> Problem to work on: In the Ed Ames album article, which side of the original vinyl LP consisted entirely of songs from Lost Horizon?

Studio album by Ed Ames
- Released: December 1972
- Studios: RCA's Music Center of the World, Hollywood, California
- Genre: Pop
- Length: 32:10
- Label: RCA Victor
- Producer: Joe Reisman;

Ed Ames chronology
| Remembers Jim Reeves (1972) | Songs from "Lost Horizon" and Themes from Other Movies (1972) |  |

Singles from Songs from "Lost Horizon" and Themes from Other Movies
- "Lost Horizon" Released: September 1972; "Butterflies Are Free" Released: January 1973;

= Songs from "Lost Horizon" and Themes from Other Movies =

Songs from "Lost Horizon" and Themes from Other Movies is a studio album by American singer and actor Ed Ames released in 1972. It became his final recorded album for RCA Victor Records. It contained a total of 10 tracks, including two singles. The album received a positive critical reception following its release, though it missed the US album charts.

==Background, recording and content==
Ed Ames had been a recording artist for RCA Victor since the 1950s, during his time with the Ames Brothers. In 1966, his solo career took off with the chart-topping hit "My Cup Runneth Over". He continued to have hit singles and best-selling albums, though by the 1970s, sales had heavily decreased. Like his previous release, the album was produced by Joe Reisman and recorded at RCA's Music Center of the World, located in Hollywood, California. Songs from "Lost Horizon" and Themes from Other Movies consisted of 10 tracks in total. All of the tracks were from popular movies of the early 1970s, the most recent of which were Lost Horizon and Butterflies Are Free. Most popular selections included "Where Do I Begin", "Speak Softly, Love" and "Living Together, Growing Together", the latter being a big pop hit for soul group 5th Dimension during this time.

== Release and singles ==

Trade ad made by RCA Records for the album.

Songs from "Lost Horizon" and Themes from Other Movies was originally released in December 1972 by RCA Victor. It was the twenty-first studio album of Ames' career, and the third that year. The label originally offered it as a vinyl LP, with five songs on "Side A" and five songs on "Side B", the latter being completely made up of songs from Lost Horizon. It was only available in stereo sound. Since then, it has been digitized onto streaming platforms in the 2020s as well.

Two lead singles were included on Songs from "Lost Horizon" and Themes from Other Movies. The title track "Lost Horizon" was first released by RCA Victor as a single in September 1972. "Butterflies Are Free" was taken from the album and released in January 1973 both as a promo record and a single. The single was recommended for radio stations by reviewers from Record World and Billboard music industry trade magazines at the time. The singles themselves failed to reach the charts.

[Entries from a pointing dataset]
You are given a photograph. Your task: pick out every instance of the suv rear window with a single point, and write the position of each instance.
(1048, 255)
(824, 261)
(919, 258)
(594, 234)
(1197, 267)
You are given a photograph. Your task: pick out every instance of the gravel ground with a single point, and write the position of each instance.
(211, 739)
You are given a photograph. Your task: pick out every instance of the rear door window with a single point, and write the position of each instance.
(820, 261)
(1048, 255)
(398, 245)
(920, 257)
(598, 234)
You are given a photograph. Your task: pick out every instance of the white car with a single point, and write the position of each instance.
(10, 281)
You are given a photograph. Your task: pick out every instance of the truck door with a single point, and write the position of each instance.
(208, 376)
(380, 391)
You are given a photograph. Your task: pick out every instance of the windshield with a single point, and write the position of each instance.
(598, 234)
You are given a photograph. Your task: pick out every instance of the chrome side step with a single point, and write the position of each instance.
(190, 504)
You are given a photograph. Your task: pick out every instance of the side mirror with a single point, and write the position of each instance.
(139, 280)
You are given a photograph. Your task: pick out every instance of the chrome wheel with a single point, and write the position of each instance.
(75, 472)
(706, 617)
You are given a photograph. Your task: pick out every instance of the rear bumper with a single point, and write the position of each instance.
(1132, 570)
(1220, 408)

...

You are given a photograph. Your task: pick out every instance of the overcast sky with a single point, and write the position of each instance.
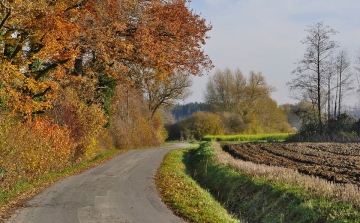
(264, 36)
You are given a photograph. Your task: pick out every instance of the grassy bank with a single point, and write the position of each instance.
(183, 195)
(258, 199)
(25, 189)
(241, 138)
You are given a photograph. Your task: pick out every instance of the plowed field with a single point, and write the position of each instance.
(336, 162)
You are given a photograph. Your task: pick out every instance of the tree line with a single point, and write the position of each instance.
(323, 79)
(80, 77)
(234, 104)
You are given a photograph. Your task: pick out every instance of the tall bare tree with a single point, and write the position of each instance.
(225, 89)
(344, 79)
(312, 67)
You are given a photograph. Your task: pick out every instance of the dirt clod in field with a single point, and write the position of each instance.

> The completed task: Side B